» PROBLEM TO WORK ON: Repeat the entries. Each one must match exactly.

(Items from a dataset)
______

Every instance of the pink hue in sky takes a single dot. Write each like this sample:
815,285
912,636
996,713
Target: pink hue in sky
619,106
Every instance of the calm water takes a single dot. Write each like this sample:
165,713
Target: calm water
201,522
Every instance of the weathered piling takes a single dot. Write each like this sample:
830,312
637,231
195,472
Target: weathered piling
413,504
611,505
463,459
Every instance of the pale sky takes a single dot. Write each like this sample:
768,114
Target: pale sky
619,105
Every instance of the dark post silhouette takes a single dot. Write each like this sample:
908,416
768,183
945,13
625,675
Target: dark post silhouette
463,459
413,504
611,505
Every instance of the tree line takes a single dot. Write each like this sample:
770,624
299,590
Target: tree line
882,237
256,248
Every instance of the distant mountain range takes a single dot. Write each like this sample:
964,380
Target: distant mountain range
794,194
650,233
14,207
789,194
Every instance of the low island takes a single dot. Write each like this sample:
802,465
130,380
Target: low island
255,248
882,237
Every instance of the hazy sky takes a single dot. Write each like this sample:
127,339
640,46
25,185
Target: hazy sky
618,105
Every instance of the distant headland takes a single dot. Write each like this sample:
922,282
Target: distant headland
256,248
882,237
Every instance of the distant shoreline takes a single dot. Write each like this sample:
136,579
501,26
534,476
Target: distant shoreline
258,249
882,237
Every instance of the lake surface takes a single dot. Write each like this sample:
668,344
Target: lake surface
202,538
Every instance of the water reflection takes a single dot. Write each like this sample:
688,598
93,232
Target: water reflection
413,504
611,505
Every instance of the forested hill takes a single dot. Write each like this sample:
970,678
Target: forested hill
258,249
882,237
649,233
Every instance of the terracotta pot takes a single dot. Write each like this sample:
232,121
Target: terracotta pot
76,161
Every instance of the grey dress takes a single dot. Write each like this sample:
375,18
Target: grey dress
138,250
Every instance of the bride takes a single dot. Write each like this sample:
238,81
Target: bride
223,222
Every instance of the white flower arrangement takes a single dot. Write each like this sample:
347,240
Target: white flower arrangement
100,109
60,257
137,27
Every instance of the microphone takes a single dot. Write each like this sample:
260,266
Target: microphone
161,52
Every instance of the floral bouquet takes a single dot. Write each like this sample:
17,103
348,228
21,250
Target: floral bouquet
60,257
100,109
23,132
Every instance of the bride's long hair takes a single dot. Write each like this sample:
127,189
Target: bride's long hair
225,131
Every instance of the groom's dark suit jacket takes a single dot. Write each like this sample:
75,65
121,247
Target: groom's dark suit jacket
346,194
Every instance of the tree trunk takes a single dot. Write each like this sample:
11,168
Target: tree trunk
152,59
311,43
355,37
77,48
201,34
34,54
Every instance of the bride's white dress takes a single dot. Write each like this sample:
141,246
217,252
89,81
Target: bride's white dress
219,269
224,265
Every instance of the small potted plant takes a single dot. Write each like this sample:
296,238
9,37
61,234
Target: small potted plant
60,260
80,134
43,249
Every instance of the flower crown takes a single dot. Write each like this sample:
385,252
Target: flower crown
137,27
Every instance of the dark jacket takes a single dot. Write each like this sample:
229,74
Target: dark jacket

______

» OUTPUT OF THE TASK:
Every instance of the pink hue in sky takes a single dot. Write each like this sample:
815,285
912,636
996,713
Target: pink hue in sky
619,106
Every instance of the calm water takes a single dot. Write each like this sample:
165,713
Target: calm water
201,522
Every instance of the weathered piling takes a single dot. Write each like this sample:
830,312
637,231
195,472
Target: weathered piling
413,504
611,505
463,459
Every instance of the pale sky takes a single dot. Write each like this sample:
768,114
Target: pale sky
619,105
Every instance of the dark post silhouette takes a single dot. Write each like this sample:
908,416
768,183
945,13
625,675
Target: dark post silhouette
463,459
413,504
611,505
Every instance of the tree line takes a single dot. Write each like this sample:
770,624
299,590
Target: tree line
882,237
256,248
Every instance of the distant mountain range takes a single dot. Write each like this sample:
964,380
Target: distant mountain range
794,194
650,233
14,207
789,194
Every instance of the low island takes a single dot. Write each like this sample:
802,465
130,380
Target: low island
255,248
882,237
Every instance of the hazy sky takes a single dot. Write each like this sample:
127,339
640,46
25,185
Target: hazy sky
618,105
Every instance of the distant headland takes a single dot. Write each like this sample:
922,282
Target: distant headland
256,248
882,237
Every instance of the distant shoreline takes a single dot. Write each like this sample:
136,579
501,26
534,476
Target: distant shoreline
258,249
882,237
Every instance of the lake surface takes a single dot. Write each like this sample:
668,344
Target: lake surface
202,538
Every instance of the water reflection takes a single dot. Write each like this sample:
688,598
93,232
Target: water reflection
413,504
611,505
Every instance of the forested hill takes a single dot. Write each like this sample:
970,678
Target: forested hill
258,249
882,237
649,233
Every instance of the terracotta pot takes a single dot. Write each like this sample:
232,121
Target: terracotta pot
76,161
Every instance of the grey dress takes a single dot. Write each like this sample:
375,18
Target: grey dress
138,250
Every instance of the bride takes a single dot. Write each like this sample:
238,81
Target: bride
223,222
Every instance of the white flower arrangement takes a single dot. Write each like this sample:
347,240
Target: white flower arrangement
100,109
60,257
137,27
Every instance of the microphone takes a single dot. Write each like this sample:
260,266
Target: microphone
161,52
Every instance of the floral bouquet takes a single dot. Write each like this sample:
17,103
348,228
21,250
Target: floral bouquet
60,257
100,109
23,132
Every instance of the bride's long hair takes a single dot. Write each like this sample:
127,189
Target: bride's long hair
225,131
Every instance of the groom's dark suit jacket takes a single dot. Write each like this sample:
75,65
121,247
Target: groom's dark suit jacket
346,194
Every instance of the tree trunk takes a single dot. Write each like this sample:
11,168
Target: tree trunk
152,59
311,43
355,37
77,48
201,34
34,54
Every instance of the bride's white dress takes a single dot. Write each like this sample:
141,246
217,252
89,81
Target: bride's white dress
219,269
224,265
Every instance of the small potted plant takes a single dot. Write each like this sample:
296,238
9,37
61,234
Target: small potted plant
60,260
80,134
43,249
Every instance of the flower crown takes a single dot. Write each like this sample:
385,252
Target: flower crown
137,27
Every instance of the dark jacket takes a single dot. Write each like this sample:
229,74
Target: dark jacket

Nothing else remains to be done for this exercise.